__Exercise instructions__:
Answer with the exact lines of the following material from the one containing "negative clicks: (233, 105)" through the one containing "positive clicks: (316, 55) (305, 23)", both end lines included.
____
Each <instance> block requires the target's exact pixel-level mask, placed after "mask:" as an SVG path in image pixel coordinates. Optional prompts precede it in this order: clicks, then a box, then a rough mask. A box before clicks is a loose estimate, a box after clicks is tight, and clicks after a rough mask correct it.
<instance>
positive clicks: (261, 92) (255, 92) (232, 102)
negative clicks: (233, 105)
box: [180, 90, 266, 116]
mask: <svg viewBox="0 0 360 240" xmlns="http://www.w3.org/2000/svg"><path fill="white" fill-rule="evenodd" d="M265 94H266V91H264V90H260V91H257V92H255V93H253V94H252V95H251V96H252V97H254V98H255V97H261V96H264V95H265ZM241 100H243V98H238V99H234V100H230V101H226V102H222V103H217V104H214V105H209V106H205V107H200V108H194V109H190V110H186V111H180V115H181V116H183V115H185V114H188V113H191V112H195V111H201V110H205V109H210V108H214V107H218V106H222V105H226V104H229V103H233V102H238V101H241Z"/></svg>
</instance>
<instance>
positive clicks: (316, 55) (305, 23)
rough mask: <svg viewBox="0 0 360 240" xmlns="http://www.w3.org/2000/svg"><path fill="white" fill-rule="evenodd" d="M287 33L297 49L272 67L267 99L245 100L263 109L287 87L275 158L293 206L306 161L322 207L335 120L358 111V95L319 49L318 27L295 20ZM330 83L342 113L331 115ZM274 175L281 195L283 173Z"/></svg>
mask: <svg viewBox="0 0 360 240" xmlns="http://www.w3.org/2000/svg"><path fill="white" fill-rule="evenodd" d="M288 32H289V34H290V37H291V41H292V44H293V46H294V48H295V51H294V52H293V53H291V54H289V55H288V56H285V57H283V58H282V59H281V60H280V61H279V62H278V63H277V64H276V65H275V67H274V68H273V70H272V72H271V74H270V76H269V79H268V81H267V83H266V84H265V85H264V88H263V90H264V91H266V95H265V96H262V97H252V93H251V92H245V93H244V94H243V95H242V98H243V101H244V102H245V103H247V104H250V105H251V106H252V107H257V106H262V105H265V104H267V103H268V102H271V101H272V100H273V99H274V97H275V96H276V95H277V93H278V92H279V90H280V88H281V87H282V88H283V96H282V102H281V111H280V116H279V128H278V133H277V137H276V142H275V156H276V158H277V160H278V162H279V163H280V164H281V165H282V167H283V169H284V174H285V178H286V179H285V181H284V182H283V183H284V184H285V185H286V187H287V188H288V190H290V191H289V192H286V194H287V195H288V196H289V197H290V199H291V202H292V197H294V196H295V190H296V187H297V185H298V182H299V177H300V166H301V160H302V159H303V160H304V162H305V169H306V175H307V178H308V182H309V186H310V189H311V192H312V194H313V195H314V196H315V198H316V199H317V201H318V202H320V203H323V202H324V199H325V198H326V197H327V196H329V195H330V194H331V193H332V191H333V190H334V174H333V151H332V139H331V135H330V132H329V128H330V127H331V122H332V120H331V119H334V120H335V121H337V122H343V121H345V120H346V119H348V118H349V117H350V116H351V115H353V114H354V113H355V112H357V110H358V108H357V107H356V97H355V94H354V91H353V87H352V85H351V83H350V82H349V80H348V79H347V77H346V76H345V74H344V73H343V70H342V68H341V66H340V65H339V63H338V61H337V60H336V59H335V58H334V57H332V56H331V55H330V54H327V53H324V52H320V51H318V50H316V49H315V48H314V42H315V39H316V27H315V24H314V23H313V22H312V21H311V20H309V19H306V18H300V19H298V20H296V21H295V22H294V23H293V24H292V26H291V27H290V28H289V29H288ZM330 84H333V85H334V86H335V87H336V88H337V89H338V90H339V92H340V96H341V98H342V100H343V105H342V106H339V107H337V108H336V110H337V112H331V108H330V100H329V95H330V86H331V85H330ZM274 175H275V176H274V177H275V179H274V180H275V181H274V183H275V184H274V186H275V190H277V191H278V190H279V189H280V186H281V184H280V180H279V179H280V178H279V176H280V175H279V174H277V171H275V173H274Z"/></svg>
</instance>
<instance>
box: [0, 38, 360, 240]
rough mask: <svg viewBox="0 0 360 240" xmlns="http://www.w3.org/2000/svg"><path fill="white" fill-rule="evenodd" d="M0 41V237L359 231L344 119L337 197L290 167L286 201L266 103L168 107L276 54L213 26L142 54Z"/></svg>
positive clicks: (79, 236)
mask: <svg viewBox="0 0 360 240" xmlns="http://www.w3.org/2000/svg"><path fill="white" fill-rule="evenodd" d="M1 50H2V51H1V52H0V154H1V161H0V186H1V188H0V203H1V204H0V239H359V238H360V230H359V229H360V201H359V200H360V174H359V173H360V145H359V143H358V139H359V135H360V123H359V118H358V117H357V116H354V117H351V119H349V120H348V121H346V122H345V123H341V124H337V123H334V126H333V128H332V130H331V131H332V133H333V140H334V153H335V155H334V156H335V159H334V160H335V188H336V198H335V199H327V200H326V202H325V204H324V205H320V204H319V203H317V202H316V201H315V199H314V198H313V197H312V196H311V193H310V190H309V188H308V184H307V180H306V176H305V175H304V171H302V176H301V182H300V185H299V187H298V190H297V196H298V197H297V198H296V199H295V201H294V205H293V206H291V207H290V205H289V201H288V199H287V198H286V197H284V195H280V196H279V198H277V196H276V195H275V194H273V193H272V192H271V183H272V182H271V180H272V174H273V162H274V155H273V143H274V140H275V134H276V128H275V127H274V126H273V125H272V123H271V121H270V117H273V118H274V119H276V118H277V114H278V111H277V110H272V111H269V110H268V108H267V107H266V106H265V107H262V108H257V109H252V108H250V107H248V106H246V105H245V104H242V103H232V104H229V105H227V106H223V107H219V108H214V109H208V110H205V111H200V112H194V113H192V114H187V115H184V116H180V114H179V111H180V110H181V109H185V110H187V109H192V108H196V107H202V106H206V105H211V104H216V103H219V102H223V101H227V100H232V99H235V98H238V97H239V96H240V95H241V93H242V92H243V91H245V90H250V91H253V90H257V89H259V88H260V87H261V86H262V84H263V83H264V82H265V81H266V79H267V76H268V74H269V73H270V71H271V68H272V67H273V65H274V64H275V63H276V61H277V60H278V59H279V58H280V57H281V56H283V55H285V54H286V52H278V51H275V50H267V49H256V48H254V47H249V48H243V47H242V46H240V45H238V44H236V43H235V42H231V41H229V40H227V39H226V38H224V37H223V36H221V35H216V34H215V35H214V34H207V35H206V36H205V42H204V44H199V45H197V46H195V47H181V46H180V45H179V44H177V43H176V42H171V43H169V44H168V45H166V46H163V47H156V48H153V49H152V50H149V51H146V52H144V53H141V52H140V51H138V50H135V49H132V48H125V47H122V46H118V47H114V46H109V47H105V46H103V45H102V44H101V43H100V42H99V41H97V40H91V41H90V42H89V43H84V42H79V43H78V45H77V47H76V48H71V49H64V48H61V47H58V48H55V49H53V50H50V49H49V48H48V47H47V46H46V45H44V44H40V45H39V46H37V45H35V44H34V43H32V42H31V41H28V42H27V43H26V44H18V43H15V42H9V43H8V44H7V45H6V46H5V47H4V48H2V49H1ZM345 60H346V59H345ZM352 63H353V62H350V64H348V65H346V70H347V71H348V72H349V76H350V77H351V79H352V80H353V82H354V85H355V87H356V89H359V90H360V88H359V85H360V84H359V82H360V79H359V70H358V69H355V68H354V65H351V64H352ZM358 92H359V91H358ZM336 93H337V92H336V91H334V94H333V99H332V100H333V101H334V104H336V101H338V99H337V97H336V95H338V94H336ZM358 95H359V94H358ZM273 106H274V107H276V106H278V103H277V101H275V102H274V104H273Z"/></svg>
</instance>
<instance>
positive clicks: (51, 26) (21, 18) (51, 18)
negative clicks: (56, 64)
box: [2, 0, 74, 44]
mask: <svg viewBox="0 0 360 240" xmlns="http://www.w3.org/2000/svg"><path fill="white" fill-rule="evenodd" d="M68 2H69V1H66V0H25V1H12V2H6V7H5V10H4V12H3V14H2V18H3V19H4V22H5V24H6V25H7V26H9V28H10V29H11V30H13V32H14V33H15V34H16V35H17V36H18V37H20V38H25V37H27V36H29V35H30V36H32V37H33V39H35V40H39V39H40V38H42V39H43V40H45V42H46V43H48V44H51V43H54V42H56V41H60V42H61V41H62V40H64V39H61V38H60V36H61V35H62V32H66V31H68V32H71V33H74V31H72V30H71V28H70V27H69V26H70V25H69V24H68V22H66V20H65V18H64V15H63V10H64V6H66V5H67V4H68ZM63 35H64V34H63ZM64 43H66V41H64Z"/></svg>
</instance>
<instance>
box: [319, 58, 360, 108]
____
__Response to this exercise__:
negative clicks: (233, 105)
box: [180, 90, 266, 116]
mask: <svg viewBox="0 0 360 240" xmlns="http://www.w3.org/2000/svg"><path fill="white" fill-rule="evenodd" d="M265 94H266V91H264V90H260V91H257V92H255V93H253V94H252V95H251V96H252V97H254V98H255V97H261V96H264V95H265ZM241 100H243V98H238V99H234V100H230V101H226V102H222V103H217V104H214V105H209V106H205V107H200V108H194V109H190V110H186V111H180V115H181V116H183V115H185V114H188V113H191V112H195V111H201V110H205V109H210V108H214V107H218V106H222V105H226V104H229V103H233V102H238V101H241Z"/></svg>
</instance>
<instance>
positive clicks: (316, 55) (305, 23)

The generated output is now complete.